Activity
Please count the lines in the material below that contain the string "instance", matching case exactly, and give only that number.

┌──

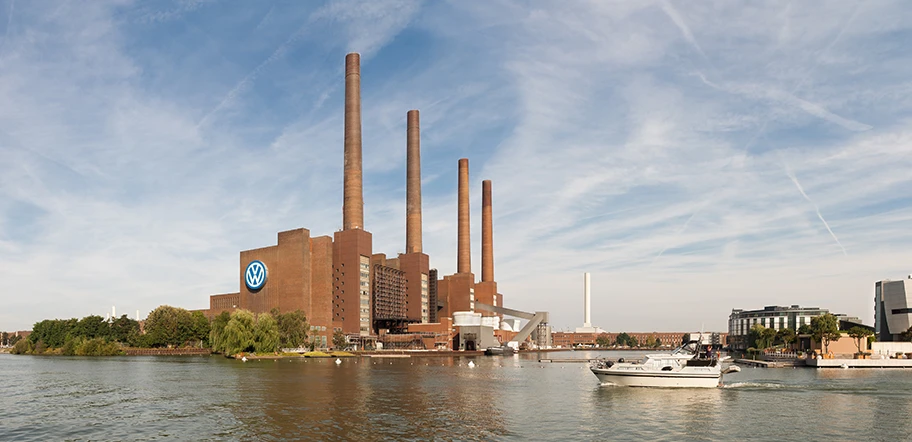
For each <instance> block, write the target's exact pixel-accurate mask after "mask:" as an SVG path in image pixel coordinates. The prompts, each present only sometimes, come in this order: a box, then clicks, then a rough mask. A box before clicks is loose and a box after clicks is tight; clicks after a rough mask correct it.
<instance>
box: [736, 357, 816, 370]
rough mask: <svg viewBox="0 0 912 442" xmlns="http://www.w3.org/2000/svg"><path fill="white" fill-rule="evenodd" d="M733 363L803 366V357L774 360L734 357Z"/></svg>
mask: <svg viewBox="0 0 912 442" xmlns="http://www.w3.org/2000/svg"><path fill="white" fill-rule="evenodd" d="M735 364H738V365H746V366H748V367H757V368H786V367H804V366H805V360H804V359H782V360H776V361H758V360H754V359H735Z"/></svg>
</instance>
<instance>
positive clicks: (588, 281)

└──

Answer to this problem
4